__STATED TASK__
Please render the data from the line with "--find woman's face" through the line with "(97, 115), (117, 143)" as a numbered list, skipping any blank lines.

::: DATA LISTING :::

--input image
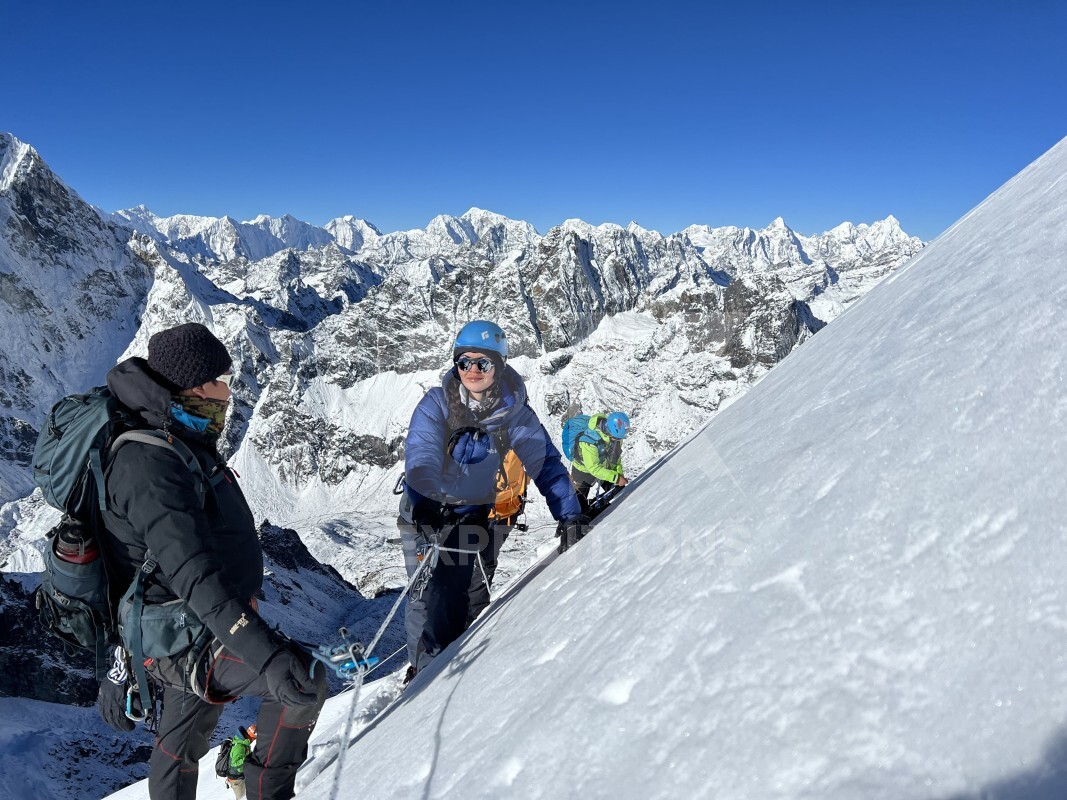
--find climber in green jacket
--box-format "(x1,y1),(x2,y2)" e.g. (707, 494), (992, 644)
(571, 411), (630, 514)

:::
::: DATA LISTING :::

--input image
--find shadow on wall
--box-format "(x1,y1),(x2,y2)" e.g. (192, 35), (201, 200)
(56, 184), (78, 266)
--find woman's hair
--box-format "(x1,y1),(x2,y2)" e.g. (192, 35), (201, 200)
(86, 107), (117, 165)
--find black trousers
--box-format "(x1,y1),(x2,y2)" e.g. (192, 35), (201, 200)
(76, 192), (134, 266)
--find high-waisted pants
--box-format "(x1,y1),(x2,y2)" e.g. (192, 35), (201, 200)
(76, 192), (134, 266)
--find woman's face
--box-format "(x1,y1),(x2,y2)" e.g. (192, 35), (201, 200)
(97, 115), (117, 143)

:::

__RESULT OF THE EXERCISE__
1. --find woman's face
2. --box-format "(x1,y1),(x2,y2)" e.g. (192, 35), (201, 200)
3. (97, 115), (117, 143)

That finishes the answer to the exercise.